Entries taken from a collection

________________

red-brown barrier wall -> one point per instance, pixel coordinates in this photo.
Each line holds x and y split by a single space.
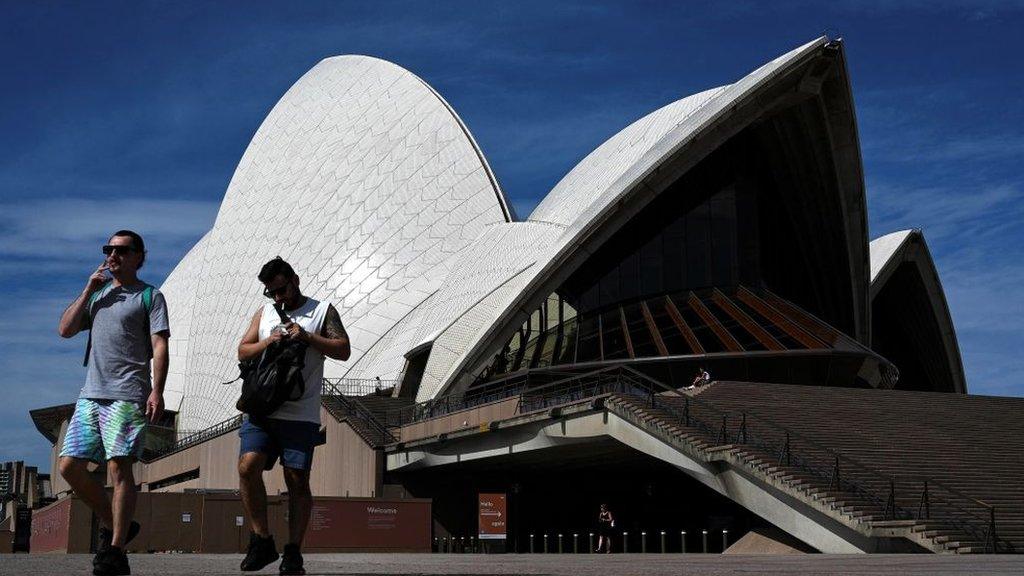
215 524
369 524
65 526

________________

| Exercise goal |
Give back each entry exactly as it appears, with no pictures.

| Completed task |
red-brown barrier wall -> one point per instance, pixel coordinates in this photo.
Each line holds x and y split by a single space.
215 524
369 524
65 526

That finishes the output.